Could you rewrite the passage of the Giants coaching-feud article below, starting with "Escalating tensions behind" and going on through "of Colombo’s firing.", changing "practice" to "walkthrough"?

▶ SELECTED EXTRACT:
::::

Nick Gates is in the center of the Giants’ resurgent offensive line and got caught up in the middle of the Joe Judge-Marc Colombo feud.
Escalating tensions behind the scenes first boiled over at a recent practice, when head coach Judge corrected a technique taught by offensive line coach Colombo, and the two coaches argued in front of the whole team, sources told The Post. Colombo was fired last week for insubordination and replaced by Dave DeGuglielmo.
Gates declined to comment Friday on that seemingly awkward moment, but called it “difficult news” to hear of Colombo’s firing.
“The first four or five weeks, the offensive line was not playing well,” Gates said. “We couldn’t run the ball. Judge said a couple things here or there that he thought would help. We had to try to do our best and work with it. He’s the head coach, so he has some say on everything that goes on in the building.”
Philosophical differences about rotations were the root of the issue that combusted when Colombo called Judge a vulgar word in response to hearing DeGuglielmo initially had been added to the staff as an offensive consultant. The immediate player concern was that a new voice would want major changes just as the line hit its stride.
“We’re doing things a little bit different — things we’ve been taught in the past because multiple coaches have different techniques so you get a little bit here, a little bit there” Gates said. “I think the [changes to the offense] will be minimal and the outside observer won’t really notice. We still have the same system, same plays, same agenda.”
Offensive coordinator Jason Garrett brought Colombo with him from the Dallas Cowboys to work under Judge. Garrett is no stranger to the challenge ahead. As Dallas head coach, he made an in-season offensive line coaching change in 2018 by promoting Colombo.
“The growth and the development of the offensive line over the course of the year has been significant,” Garrett said. “If you have the right kind of guys who love ball and want to work at it, hopefully they learn from the experiences.”
Garrett said he doesn’t “know anything about” an NFL Network report that Judge and some of the former New England Patriots assistants he brought to his Giants staff act arrogantly toward coaches without the same shared background.

::::

▶ DATA LISTING:
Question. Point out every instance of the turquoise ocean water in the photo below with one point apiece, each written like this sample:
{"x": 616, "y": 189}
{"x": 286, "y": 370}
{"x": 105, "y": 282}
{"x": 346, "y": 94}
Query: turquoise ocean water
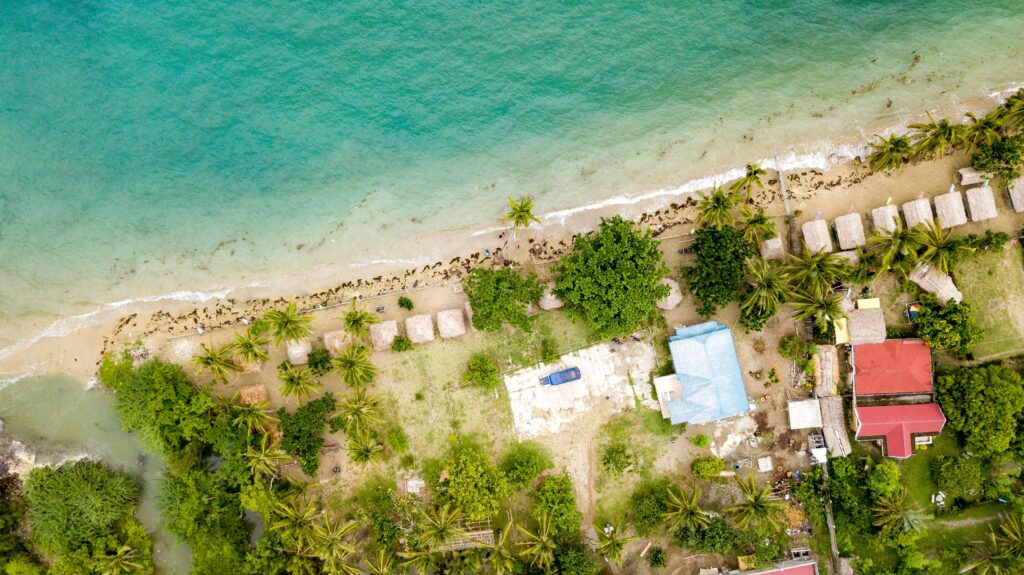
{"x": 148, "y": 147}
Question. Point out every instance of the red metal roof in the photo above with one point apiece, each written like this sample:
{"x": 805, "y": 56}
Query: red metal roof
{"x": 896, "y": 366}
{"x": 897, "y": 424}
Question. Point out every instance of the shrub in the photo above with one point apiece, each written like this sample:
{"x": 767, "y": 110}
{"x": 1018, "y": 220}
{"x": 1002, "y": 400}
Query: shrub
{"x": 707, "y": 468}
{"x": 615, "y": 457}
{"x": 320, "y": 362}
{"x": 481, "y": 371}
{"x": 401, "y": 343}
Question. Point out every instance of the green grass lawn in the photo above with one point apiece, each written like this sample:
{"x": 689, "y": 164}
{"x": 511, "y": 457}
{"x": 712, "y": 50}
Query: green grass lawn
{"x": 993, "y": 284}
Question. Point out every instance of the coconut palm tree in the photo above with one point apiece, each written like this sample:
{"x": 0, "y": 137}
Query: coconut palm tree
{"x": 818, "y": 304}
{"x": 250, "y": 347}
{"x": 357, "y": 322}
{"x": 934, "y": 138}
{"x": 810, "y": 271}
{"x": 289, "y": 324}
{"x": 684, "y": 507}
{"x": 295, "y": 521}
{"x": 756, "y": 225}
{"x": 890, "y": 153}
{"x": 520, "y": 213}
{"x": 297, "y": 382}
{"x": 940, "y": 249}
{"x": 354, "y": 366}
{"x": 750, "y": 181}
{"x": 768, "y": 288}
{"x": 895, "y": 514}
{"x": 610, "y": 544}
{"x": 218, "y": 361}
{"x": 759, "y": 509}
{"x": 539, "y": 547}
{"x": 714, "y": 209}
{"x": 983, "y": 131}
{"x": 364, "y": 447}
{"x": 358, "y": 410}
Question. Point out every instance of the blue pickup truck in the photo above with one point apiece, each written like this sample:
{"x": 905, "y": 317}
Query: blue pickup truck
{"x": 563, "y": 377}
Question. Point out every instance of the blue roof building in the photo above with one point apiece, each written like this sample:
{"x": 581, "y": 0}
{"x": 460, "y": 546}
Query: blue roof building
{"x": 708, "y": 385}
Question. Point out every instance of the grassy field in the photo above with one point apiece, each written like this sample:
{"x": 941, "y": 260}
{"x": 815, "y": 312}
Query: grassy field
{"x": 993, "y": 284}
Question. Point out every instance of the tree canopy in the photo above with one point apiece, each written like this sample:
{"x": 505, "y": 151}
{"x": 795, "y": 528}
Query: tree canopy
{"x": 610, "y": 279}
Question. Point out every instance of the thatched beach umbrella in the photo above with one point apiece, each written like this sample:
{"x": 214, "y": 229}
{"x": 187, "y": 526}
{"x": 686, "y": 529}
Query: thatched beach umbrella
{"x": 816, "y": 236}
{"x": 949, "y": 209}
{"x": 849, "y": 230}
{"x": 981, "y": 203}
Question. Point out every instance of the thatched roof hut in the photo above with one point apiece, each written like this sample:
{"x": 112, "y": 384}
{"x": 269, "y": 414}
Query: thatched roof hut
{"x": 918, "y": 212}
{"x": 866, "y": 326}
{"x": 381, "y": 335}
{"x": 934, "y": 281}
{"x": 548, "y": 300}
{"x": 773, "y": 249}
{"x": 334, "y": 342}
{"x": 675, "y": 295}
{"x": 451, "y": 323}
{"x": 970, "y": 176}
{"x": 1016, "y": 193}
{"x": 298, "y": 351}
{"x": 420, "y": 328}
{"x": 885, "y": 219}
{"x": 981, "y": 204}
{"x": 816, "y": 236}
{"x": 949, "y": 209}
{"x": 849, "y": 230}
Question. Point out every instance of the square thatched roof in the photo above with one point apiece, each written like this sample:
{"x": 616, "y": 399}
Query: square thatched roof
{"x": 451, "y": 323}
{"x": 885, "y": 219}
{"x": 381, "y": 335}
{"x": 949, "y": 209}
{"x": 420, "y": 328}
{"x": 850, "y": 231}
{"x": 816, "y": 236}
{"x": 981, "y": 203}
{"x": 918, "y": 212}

::::

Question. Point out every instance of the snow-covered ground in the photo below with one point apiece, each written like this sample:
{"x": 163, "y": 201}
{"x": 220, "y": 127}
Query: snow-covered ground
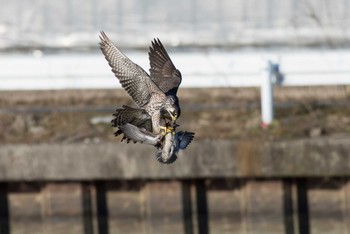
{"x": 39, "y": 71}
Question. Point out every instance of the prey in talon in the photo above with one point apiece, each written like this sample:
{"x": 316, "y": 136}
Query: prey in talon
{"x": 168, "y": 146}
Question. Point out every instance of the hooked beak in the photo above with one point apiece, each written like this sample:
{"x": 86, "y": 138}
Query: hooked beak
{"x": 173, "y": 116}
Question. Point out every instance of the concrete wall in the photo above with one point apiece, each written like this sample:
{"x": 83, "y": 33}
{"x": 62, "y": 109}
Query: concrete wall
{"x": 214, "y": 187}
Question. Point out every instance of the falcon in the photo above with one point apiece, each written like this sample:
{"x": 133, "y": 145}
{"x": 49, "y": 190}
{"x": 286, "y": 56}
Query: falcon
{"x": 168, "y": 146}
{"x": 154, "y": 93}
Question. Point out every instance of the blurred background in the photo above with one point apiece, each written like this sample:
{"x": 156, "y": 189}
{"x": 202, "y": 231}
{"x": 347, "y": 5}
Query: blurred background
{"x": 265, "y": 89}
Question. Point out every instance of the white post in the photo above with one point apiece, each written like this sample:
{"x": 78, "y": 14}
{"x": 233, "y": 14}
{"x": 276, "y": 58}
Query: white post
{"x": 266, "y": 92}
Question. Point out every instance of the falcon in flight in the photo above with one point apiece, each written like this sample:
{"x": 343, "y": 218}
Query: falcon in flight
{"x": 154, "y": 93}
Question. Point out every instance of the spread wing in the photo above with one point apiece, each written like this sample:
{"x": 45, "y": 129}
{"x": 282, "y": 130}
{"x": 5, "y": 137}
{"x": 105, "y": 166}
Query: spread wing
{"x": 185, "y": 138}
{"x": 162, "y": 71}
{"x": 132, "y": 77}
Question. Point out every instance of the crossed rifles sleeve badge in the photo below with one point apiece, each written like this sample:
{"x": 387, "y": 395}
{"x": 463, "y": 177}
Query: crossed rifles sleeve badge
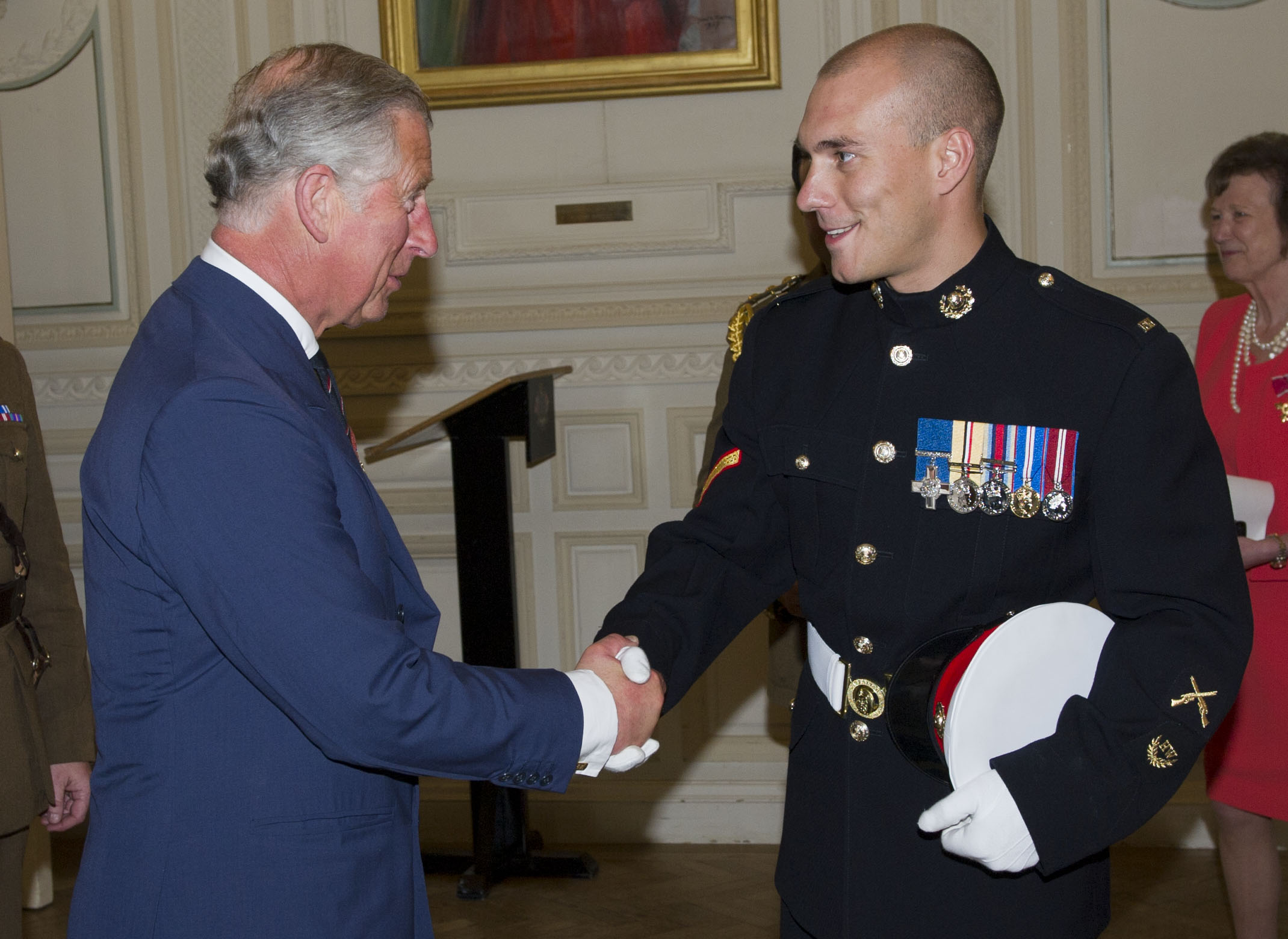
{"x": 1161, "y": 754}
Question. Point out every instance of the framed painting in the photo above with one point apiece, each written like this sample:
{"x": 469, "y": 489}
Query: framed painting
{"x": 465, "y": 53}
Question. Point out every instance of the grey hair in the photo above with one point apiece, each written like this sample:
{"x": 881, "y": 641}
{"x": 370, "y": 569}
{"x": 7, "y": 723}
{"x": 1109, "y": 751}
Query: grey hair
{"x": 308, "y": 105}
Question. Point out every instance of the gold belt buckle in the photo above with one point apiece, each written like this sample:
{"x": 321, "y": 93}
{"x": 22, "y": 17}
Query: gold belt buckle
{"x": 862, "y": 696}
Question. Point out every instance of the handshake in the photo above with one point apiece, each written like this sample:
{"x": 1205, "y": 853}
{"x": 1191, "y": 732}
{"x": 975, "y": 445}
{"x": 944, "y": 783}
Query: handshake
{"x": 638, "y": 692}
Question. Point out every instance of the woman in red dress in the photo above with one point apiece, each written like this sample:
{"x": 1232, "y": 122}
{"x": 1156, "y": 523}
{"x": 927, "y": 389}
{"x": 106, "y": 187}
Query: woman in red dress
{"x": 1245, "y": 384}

::::

▶ OUTPUT FOR THIS TASK:
Escalating tensions behind the scenes first boiled over at a recent walkthrough, when head coach Judge corrected a technique taught by offensive line coach Colombo, and the two coaches argued in front of the whole team, sources told The Post. Colombo was fired last week for insubordination and replaced by Dave DeGuglielmo.
Gates declined to comment Friday on that seemingly awkward moment, but called it “difficult news” to hear of Colombo’s firing.